# EXTRAIT DU DOCUMENT
Logo

Sami Zayn: le Québécois au sommet de la WWE

L’histoire orale du lutteur le plus « hot » de l'heure.

Par
Benoît Lelièvre
Publicité

Soyez honnêtes avec vous-mêmes. À un moment de votre vie, vous avez lutté dans le salon de la maison familiale et sauté du coin du divan pour asséner une descente du coude à votre petit frère ou votre meilleur ami tout en vous imaginant devant une foule en délire en train d’administrer le coup de grâce à Steve Austin, Triple H, Mankind, John Cena ou peu importe le champion WWE de votre époque. C’est ce que s’apprête à faire le Lavallois d’origine syrienne Rami Sebei au Centre Bell, ce samedi.

Pour vrai de vrai, là.

Vous le connaissez (ou pas) sous le nom de Sami Zayn, le lutteur le plus hot présentement à la WWE. Pas le lutteur québécois le plus hot. Le lutteur le plus hot tout court. Le voici en train de « péter la gueule » au champion en titre Roman Reigns sur les ondes de Smackdown, il y a deux semaines à peine :

Publicité

Pour certain.e.s, la lutte est un vaudeville grotesque qui cible les pauvres d’esprits. C’est une manière de voir les choses. Personnellement, je vois ça comme une discipline singulière qui requiert des talents athlétiques, pugilistiques, théâtraux et improvisationnels. C’est aussi demandant que de boxer, faire de la gymnastique et du rap freestyle en même temps.

Ceci n’est pas une histoire de lutte comme les autres. Sami Zayn est d’abord et avant tout l’homme qui vit le rêve de tous les petits gars de ma génération.

# CONSIGNE ÉCRITE
Répondez aux questions suivantes à l'aide de l'article sur Sami Zayn ci-dessus.
(a) Quel est le vrai nom de Sami Zayn ?
(b) Dans quel lieu doit-il lutter ce samedi ?
(c) Quel champion en titre malmène-t-il sur les ondes de Smackdown ?

# SECTION DES DONNÉES
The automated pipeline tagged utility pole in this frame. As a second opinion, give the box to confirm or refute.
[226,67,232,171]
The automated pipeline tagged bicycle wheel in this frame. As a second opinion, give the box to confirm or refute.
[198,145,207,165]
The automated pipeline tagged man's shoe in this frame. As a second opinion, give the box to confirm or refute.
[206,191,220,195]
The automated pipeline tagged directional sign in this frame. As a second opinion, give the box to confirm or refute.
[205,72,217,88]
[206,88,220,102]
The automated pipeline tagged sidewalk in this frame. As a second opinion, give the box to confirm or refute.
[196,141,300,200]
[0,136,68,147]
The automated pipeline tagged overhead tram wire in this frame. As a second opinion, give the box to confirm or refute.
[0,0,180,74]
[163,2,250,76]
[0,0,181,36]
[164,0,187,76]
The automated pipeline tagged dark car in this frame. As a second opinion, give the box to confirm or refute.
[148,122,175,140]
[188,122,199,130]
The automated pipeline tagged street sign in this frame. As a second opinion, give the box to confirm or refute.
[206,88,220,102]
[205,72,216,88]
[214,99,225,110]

--

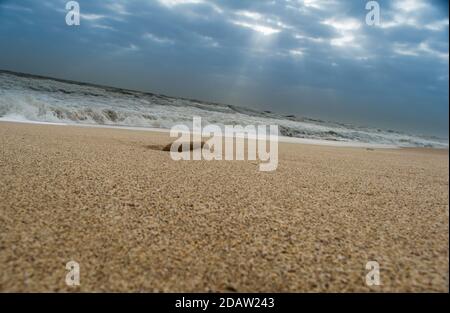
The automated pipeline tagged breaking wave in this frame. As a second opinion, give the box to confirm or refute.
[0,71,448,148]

# RÉPONSE CI-DESSOUS
(a) Rami Sebei.
(b) Au Centre Bell.
(c) Roman Reigns.